___ RECORDS SHOWN

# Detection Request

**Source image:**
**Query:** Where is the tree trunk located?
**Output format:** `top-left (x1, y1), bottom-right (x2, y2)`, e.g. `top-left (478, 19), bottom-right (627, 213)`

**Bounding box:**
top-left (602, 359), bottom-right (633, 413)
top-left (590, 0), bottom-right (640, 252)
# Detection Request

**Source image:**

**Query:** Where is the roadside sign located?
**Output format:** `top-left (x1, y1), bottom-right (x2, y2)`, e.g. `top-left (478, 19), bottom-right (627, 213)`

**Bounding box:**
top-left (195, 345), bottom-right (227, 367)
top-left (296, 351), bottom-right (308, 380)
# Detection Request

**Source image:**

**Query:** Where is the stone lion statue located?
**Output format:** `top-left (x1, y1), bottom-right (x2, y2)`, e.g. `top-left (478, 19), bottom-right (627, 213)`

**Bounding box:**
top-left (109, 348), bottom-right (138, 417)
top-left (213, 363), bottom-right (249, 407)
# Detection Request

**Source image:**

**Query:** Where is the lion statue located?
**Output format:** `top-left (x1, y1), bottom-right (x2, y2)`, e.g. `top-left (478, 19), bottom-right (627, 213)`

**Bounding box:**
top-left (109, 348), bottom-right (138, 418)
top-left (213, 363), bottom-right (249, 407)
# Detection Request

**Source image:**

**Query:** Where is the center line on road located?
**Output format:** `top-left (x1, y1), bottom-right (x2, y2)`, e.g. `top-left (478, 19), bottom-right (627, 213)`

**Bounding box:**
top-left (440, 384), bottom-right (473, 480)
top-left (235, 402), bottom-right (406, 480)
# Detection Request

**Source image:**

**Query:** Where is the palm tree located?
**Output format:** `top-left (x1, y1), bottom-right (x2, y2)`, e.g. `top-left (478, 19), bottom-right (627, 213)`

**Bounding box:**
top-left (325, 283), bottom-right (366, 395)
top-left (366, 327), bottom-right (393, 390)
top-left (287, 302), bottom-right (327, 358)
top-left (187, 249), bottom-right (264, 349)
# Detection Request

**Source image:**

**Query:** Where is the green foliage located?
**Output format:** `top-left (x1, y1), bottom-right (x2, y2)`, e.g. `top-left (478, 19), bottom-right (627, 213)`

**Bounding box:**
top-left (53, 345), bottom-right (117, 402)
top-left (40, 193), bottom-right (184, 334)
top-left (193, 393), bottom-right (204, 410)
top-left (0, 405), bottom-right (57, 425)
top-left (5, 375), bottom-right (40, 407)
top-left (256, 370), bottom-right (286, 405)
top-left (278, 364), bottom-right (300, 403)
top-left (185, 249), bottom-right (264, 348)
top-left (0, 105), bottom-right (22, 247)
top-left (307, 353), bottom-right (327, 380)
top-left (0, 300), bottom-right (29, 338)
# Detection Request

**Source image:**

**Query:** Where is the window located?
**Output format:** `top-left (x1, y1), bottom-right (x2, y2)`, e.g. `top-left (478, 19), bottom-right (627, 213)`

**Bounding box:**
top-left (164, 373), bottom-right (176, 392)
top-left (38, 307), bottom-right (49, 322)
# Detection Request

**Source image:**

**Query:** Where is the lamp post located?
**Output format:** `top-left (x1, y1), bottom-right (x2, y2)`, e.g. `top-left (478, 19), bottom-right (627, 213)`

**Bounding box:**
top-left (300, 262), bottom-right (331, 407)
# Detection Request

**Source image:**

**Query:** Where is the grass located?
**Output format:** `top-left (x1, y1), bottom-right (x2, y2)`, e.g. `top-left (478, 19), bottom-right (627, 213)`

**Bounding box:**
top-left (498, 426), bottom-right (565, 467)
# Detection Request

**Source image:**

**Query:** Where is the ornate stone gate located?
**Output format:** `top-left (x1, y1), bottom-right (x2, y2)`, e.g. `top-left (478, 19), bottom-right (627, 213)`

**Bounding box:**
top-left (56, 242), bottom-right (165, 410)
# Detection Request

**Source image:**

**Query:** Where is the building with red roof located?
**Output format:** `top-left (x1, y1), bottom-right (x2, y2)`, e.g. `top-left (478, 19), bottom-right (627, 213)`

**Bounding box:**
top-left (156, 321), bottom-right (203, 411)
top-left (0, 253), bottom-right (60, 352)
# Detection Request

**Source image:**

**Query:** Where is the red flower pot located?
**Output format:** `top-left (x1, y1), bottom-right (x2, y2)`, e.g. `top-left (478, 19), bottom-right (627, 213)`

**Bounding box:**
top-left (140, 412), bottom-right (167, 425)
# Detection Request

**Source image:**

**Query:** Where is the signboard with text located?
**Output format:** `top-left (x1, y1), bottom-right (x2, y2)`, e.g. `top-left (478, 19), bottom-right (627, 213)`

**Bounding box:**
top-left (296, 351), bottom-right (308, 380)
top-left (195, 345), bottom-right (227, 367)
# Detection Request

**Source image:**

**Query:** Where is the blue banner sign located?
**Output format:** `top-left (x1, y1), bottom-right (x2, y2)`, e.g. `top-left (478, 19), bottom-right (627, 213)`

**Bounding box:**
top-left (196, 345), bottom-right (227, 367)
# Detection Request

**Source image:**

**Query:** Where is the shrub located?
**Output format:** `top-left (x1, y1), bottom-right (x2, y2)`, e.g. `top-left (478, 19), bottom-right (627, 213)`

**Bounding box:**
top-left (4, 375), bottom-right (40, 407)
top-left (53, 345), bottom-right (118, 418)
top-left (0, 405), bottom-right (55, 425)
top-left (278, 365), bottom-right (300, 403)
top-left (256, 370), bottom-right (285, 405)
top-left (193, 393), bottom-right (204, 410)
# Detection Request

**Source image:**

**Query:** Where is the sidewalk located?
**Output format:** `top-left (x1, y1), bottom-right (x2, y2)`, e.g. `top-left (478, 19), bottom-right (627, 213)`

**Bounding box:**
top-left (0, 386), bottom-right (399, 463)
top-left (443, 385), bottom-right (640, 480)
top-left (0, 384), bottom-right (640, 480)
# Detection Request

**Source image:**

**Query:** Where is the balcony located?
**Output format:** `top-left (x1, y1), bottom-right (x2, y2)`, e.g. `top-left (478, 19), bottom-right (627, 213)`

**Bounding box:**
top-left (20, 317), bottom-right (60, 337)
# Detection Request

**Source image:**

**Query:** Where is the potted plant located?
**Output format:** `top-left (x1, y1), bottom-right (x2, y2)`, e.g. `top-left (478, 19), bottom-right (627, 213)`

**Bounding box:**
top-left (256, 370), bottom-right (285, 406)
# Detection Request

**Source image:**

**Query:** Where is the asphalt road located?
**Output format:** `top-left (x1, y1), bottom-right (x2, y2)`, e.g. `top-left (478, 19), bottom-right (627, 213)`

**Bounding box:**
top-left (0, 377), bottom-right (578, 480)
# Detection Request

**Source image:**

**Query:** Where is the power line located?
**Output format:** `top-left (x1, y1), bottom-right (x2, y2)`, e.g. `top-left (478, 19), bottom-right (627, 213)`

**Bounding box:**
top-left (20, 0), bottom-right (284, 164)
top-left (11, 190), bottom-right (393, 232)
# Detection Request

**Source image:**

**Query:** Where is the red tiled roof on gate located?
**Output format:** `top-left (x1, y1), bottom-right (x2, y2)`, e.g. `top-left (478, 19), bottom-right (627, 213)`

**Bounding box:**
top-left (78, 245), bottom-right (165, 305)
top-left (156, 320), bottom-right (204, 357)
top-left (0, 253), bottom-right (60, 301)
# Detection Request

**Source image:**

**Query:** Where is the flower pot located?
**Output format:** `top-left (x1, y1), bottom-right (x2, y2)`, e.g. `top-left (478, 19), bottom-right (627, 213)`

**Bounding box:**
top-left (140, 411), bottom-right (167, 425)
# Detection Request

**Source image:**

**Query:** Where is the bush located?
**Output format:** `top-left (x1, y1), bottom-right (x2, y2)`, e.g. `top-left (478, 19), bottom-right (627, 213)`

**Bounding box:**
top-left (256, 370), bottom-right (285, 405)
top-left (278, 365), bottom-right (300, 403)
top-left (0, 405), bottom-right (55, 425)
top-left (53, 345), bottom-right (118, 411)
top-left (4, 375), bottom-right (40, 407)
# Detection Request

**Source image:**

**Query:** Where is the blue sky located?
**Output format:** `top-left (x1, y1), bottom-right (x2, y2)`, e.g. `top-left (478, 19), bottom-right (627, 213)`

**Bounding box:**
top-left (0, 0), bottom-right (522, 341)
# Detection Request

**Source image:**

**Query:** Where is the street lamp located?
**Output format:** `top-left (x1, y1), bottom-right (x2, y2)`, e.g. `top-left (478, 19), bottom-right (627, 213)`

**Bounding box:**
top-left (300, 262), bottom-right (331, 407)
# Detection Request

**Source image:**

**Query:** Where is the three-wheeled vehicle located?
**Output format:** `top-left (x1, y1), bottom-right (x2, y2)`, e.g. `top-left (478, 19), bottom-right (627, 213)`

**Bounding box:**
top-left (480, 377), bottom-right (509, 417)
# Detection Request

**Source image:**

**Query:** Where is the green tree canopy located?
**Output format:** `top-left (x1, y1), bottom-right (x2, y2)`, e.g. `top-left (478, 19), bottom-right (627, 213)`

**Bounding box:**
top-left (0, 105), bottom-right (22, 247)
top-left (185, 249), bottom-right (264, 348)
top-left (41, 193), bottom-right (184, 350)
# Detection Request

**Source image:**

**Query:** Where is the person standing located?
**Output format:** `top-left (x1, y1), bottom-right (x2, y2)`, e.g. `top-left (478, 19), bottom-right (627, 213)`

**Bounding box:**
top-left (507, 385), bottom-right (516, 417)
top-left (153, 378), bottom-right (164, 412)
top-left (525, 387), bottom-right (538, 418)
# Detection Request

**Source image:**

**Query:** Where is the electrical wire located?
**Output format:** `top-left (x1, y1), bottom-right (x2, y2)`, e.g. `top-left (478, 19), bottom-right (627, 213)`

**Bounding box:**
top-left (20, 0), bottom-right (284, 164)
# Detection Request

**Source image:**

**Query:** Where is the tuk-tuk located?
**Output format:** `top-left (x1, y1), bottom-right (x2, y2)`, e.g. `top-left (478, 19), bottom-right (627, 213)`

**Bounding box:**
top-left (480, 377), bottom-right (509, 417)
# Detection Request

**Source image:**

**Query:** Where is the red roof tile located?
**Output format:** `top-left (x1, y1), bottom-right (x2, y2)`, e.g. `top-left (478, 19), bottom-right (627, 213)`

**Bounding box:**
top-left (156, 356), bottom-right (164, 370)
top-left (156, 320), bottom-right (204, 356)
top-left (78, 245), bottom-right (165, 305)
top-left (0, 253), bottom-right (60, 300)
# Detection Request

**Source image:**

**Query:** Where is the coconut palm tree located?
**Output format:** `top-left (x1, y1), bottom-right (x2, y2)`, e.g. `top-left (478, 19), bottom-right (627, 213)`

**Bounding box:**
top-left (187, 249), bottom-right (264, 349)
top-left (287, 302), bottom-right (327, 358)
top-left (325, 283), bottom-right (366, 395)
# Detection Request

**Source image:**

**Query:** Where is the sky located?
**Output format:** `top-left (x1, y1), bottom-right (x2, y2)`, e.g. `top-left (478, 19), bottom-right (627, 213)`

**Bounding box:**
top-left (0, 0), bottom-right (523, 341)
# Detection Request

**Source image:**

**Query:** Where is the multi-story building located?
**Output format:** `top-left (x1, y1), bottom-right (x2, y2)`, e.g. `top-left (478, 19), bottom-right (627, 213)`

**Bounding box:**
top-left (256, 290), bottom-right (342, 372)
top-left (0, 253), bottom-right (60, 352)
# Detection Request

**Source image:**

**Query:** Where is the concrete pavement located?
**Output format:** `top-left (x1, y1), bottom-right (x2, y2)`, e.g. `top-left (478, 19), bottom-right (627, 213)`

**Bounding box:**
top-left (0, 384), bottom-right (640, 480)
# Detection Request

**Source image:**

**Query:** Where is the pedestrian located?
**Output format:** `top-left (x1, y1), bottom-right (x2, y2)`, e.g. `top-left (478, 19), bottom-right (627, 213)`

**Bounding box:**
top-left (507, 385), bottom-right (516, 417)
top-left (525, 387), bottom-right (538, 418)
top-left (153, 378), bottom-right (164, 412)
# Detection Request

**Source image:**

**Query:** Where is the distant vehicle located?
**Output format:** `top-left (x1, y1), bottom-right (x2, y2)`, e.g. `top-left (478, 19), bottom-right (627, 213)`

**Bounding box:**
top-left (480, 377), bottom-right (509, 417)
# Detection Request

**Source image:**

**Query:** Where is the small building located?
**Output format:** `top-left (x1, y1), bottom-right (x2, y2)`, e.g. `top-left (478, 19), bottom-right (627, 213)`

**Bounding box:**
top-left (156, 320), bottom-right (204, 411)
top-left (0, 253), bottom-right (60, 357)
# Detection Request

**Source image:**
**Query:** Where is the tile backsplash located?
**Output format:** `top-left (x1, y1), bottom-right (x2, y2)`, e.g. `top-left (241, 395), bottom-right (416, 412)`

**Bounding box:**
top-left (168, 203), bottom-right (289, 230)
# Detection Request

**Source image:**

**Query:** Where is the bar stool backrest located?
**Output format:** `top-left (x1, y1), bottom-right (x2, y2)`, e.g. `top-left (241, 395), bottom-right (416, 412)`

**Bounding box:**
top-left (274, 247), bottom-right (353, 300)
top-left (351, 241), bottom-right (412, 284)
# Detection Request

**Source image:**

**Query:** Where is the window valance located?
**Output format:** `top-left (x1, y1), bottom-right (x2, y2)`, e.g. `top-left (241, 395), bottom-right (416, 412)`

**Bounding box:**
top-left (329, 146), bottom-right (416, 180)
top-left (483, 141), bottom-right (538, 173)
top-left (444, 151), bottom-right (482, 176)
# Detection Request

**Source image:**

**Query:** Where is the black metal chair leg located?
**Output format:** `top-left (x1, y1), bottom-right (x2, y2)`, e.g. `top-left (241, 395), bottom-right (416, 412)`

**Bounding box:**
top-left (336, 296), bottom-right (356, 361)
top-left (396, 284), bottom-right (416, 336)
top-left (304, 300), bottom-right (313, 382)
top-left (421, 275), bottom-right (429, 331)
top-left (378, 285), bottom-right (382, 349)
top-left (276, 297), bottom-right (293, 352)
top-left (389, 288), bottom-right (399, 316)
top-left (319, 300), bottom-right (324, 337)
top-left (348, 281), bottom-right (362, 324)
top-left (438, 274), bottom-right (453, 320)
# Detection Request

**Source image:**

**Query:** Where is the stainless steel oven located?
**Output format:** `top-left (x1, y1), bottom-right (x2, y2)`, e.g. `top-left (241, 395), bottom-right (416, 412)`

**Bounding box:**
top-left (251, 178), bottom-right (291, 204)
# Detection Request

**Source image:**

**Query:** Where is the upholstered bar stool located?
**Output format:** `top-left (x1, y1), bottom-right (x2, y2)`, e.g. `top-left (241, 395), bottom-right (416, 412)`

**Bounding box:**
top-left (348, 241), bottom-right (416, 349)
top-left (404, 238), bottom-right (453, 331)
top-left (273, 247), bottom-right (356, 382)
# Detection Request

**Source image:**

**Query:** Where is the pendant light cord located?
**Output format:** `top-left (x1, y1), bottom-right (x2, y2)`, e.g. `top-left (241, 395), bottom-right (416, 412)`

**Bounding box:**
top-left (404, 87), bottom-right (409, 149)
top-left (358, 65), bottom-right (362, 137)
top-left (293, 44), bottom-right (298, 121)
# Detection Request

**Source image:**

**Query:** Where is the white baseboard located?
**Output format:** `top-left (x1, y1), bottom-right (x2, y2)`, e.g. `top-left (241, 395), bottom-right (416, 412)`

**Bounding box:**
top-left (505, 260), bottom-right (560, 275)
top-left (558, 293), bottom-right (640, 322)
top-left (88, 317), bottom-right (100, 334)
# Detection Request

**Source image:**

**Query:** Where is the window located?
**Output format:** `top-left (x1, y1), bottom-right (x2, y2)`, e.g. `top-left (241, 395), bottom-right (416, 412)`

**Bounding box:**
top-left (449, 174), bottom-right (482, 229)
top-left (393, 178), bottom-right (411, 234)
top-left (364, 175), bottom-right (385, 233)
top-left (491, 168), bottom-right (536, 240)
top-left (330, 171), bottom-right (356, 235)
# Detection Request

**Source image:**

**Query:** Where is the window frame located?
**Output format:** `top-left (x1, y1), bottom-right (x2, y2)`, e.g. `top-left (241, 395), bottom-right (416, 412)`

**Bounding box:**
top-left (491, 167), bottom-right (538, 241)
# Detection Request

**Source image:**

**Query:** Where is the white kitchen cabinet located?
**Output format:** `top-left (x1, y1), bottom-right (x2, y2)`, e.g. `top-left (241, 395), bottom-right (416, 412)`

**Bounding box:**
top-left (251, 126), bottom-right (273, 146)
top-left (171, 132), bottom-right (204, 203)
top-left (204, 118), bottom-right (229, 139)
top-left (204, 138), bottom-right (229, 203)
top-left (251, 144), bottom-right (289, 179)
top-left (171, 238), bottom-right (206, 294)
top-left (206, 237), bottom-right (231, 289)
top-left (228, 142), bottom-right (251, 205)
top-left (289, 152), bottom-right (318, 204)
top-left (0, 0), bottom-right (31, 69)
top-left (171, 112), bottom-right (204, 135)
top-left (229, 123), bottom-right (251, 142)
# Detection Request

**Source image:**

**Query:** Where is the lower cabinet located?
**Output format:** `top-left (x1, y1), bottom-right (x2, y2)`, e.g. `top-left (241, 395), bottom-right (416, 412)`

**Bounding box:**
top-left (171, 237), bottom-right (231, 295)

______

> **WHAT TO DO**
Copy the items above word for word, starting at the first line and stopping after the line that contains "top-left (235, 402), bottom-right (406, 480)".

> **RESULT BELOW**
# Detection Request

**Source image:**
**Query:** Where is the tree trunk located?
**Output format:** `top-left (x1, y1), bottom-right (x2, y2)`, e.g. `top-left (478, 19), bottom-right (627, 213)`

**Bounding box:**
top-left (602, 359), bottom-right (633, 413)
top-left (590, 0), bottom-right (640, 252)
# Detection Request

**Source image:**

**Query:** Where is the roadside sign located?
**Output format:** `top-left (x1, y1), bottom-right (x2, y2)`, e.g. `top-left (478, 19), bottom-right (627, 213)`

**Bounding box:**
top-left (195, 345), bottom-right (227, 367)
top-left (296, 351), bottom-right (308, 380)
# Detection Request

**Source image:**

**Query:** Where is the stone lion statue located?
**Output format:** `top-left (x1, y1), bottom-right (x2, y2)`, e.g. `top-left (478, 19), bottom-right (627, 213)`

**Bounding box:**
top-left (109, 348), bottom-right (138, 417)
top-left (213, 363), bottom-right (249, 407)
# Detection Request

**Source image:**

**Query:** Where is the lion statue located?
**Output format:** `top-left (x1, y1), bottom-right (x2, y2)`, e.g. `top-left (478, 19), bottom-right (627, 213)`

**Bounding box:**
top-left (109, 348), bottom-right (138, 418)
top-left (213, 363), bottom-right (249, 407)
# Detection Request

**Source image:**

**Query:** Where is the center line on road located?
**Output format:** `top-left (x1, y1), bottom-right (x2, y2)`, e.g. `top-left (478, 19), bottom-right (627, 213)`

**Bounding box:**
top-left (440, 384), bottom-right (473, 480)
top-left (235, 402), bottom-right (406, 480)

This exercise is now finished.